## [REQUIRED ACTION]
What lines of the data below hold "this"? Show them.

***** SUPPLIED MATERIAL *****

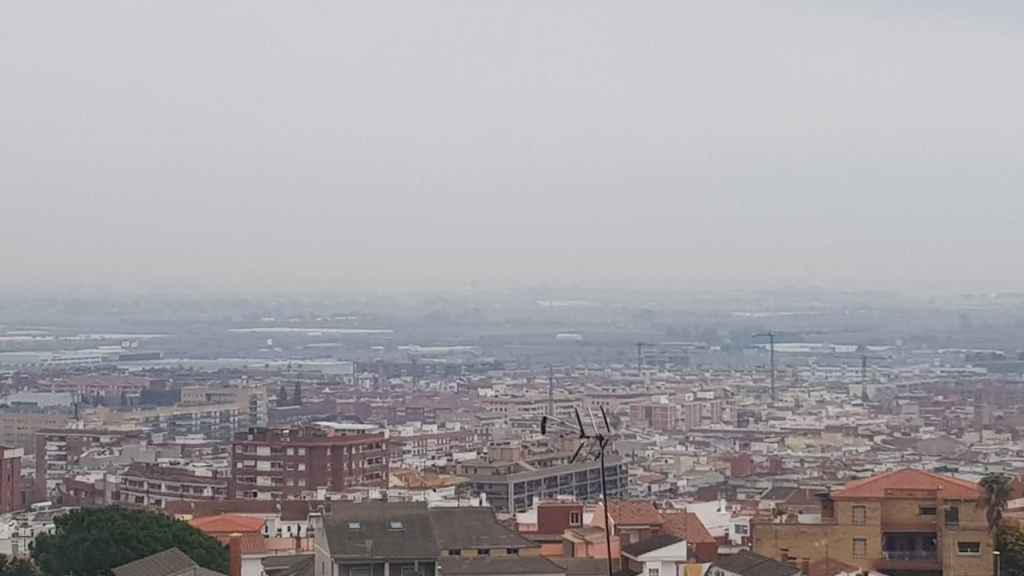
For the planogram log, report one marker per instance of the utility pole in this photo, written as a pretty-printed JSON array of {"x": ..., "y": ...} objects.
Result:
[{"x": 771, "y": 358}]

*****
***** SUPPLIED MATERIAL *****

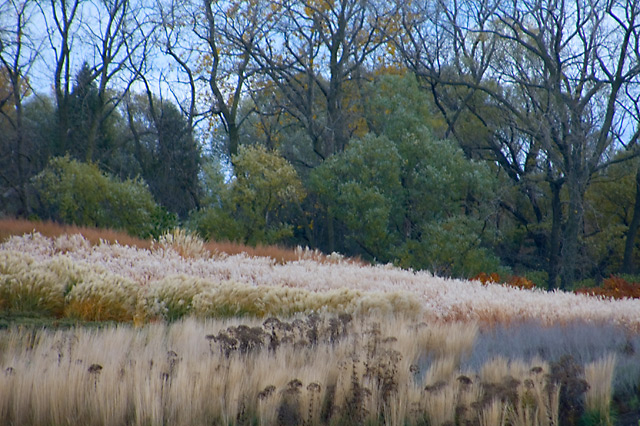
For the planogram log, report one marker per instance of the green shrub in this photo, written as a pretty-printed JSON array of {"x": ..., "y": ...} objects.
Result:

*****

## [TASK RESULT]
For the planogram log, report one marker per instance of the utility pole in this photo, written as a pretty-printed JSON array of {"x": ..., "y": ...} objects.
For the planogram log, report one marker per instance of the green shrub in this photo, written as a pretty-printed JSON array of {"x": ..., "y": ...} objects.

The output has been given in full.